### Data to use
---------------

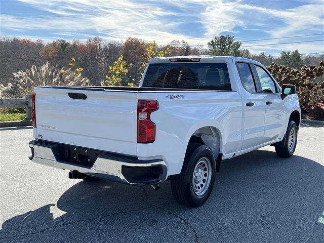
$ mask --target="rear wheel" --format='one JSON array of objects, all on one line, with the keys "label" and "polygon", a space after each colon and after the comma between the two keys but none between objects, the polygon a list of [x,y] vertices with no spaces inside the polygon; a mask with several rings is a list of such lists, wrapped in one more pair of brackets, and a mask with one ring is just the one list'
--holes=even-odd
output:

---------------

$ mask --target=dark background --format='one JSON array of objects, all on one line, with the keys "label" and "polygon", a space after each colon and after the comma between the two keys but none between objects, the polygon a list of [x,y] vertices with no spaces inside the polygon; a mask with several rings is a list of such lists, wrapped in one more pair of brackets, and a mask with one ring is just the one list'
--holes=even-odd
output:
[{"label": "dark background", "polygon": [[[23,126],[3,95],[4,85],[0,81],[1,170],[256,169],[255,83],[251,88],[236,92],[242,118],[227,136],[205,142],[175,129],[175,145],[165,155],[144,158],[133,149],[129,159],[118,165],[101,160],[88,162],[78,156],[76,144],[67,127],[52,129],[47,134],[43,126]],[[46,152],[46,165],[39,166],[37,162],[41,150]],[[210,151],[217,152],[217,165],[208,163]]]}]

---------------

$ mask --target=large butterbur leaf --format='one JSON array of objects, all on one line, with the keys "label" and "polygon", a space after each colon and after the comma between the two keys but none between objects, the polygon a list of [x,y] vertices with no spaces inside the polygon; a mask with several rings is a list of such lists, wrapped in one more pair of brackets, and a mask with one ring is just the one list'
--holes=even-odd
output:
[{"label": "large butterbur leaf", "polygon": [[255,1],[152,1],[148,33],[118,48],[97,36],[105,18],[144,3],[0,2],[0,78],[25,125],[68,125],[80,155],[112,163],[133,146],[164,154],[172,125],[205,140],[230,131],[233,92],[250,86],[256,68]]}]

---------------

### Exercise description
Please count the lines of the data above that contain the string "butterbur", with case counting, and give only the number.

### Final result
2